Rewrite every line of the records from the line holding "Guideline: the keypoint for each instance of the black jacket" through the end of the records, inclusive, shifting each point coordinate in the answers up by 142. Leave every other line as it is.

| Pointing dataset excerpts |
>>>>

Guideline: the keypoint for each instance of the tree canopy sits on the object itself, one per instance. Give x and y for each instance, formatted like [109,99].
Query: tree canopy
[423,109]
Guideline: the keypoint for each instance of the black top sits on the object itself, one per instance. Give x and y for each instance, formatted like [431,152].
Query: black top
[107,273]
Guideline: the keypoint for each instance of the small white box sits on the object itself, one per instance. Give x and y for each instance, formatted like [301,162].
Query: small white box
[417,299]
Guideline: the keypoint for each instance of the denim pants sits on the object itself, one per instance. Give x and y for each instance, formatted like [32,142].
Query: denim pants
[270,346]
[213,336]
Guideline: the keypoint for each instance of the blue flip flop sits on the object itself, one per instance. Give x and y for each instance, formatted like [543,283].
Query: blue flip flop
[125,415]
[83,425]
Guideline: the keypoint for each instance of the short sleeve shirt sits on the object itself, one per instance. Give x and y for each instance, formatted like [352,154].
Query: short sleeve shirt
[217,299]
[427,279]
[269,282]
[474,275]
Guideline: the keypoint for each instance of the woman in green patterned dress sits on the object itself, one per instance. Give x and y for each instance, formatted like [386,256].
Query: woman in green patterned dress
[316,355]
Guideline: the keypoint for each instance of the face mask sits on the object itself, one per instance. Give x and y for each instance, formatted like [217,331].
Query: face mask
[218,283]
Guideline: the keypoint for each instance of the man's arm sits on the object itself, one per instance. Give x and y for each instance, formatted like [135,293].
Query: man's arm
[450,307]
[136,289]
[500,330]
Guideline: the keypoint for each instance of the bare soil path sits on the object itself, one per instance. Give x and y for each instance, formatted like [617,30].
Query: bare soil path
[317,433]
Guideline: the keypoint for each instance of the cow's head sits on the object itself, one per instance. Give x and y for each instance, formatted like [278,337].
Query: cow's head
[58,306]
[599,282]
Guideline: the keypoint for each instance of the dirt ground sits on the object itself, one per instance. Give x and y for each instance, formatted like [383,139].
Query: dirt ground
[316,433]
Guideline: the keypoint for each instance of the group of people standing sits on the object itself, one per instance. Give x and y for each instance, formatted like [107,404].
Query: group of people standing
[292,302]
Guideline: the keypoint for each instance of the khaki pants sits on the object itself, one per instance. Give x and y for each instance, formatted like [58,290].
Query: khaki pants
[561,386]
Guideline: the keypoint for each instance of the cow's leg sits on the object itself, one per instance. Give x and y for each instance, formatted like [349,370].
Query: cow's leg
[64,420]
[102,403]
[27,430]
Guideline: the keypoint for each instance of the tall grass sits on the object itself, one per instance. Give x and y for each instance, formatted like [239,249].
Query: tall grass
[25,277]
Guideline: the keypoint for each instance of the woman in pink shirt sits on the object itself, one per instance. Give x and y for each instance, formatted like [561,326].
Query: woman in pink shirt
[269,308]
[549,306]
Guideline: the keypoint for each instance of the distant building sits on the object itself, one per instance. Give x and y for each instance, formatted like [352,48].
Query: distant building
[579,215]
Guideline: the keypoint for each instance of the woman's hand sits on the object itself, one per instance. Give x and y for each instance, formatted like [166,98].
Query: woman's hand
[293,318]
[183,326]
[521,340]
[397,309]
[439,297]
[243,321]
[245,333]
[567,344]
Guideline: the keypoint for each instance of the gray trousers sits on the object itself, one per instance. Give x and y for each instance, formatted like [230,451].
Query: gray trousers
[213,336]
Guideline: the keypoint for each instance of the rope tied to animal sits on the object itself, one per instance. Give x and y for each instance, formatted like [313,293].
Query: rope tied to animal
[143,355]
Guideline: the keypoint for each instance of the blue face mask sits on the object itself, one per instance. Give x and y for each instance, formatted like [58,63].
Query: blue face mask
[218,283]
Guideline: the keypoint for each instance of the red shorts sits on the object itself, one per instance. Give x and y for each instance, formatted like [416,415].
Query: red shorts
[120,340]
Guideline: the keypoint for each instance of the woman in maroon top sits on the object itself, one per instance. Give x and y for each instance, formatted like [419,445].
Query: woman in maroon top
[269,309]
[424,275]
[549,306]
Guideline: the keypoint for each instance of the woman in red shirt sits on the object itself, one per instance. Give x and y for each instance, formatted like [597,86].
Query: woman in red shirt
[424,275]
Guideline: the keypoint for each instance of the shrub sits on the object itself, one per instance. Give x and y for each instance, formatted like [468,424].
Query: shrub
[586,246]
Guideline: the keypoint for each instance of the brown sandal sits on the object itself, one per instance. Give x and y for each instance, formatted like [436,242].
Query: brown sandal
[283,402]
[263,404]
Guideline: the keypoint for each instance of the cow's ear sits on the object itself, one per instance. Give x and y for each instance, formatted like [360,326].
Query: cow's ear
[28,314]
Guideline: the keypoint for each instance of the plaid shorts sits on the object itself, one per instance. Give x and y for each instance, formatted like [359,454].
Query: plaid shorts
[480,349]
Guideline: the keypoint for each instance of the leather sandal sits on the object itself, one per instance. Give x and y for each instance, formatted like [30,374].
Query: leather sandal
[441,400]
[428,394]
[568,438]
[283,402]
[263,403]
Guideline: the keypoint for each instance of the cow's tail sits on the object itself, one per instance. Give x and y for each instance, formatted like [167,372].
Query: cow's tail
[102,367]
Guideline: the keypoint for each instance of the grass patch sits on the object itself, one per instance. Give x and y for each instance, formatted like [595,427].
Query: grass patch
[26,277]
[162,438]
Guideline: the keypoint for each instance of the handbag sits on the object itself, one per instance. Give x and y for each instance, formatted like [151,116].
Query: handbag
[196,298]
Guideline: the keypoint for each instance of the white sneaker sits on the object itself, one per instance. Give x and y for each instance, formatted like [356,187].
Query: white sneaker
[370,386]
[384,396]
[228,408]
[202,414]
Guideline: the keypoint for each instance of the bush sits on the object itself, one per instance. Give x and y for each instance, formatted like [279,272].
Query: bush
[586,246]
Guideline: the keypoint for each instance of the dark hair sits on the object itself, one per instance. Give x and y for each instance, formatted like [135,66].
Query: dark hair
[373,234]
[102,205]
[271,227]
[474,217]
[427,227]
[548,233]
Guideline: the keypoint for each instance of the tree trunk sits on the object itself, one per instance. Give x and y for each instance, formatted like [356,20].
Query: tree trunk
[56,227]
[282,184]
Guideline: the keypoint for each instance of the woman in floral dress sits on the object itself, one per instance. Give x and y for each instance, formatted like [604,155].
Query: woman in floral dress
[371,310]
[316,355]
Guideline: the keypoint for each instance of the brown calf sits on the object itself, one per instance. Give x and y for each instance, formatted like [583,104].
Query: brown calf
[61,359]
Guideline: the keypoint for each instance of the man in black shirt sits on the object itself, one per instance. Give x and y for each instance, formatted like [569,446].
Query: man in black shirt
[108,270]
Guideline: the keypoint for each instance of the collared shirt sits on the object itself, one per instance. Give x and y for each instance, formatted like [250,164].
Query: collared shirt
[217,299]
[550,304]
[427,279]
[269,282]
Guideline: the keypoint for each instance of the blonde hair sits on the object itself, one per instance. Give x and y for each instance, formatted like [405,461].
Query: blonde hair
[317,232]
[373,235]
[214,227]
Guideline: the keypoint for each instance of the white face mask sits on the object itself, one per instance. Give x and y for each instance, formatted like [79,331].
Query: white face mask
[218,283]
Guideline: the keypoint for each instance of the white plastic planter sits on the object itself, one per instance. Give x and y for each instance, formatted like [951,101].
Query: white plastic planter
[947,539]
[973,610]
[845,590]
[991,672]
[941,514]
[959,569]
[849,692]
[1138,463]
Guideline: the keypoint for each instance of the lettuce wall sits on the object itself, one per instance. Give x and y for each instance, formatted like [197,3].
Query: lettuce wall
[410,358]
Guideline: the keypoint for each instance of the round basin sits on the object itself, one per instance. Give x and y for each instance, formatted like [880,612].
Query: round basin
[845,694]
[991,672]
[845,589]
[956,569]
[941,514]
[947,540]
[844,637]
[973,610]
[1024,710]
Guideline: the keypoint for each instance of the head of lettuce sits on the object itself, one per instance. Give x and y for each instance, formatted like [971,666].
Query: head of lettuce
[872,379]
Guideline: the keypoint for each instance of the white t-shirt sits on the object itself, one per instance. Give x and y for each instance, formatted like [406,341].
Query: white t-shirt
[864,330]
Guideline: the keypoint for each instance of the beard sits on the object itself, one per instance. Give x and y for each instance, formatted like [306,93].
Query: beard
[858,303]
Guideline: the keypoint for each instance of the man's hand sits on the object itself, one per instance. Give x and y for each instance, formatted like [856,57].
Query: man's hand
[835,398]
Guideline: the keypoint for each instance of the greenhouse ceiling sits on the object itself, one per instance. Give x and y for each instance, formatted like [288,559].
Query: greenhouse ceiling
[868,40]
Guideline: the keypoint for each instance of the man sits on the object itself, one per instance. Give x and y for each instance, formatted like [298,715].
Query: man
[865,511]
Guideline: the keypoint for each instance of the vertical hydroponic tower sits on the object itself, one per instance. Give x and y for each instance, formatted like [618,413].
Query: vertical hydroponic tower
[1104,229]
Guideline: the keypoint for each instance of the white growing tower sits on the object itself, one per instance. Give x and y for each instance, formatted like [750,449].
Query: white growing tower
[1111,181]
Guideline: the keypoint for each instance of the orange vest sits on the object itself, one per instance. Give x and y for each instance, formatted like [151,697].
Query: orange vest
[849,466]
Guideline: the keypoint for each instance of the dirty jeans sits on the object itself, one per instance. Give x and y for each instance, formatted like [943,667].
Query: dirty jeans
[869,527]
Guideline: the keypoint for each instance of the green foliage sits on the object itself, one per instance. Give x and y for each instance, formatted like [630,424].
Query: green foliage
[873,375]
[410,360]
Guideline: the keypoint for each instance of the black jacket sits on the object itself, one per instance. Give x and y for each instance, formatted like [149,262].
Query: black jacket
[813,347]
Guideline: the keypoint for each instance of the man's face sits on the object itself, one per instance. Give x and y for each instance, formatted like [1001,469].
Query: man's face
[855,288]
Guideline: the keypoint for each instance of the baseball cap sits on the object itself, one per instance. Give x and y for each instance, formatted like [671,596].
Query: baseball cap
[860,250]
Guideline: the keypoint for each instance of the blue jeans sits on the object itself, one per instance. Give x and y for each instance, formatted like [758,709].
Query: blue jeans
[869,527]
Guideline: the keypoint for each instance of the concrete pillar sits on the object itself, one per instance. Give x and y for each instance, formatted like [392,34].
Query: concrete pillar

<<<<

| Answer for the task |
Guideline: the keypoint for each instance of the black jacket sits on the object itself, one per instance. Give x and y for each instance, formatted like [149,262].
Query: black jacket
[955,489]
Guideline: the keypoint for each instance of the man's face sits on the object itself, one per instance. Give x and y for each instance, formatted like [1001,469].
Query: man's face
[997,430]
Guideline: the keypoint for each instance of the baseball cap sits on the object itself, one per instance. Give x and y for each instance, formatted like [671,596].
Query: baseball cap
[1002,392]
Guideline: the keypoint for each instance of the blue jeans sits on the object itself, one per instance. Give x and y for each instance, formatted like [758,709].
Query: blue jeans
[1011,669]
Guideline: the keypoint for each instance of the concrete pillar sits on the object itself, one per instance. Give x and y for each instance, formatted like [392,34].
Query: concrete pillar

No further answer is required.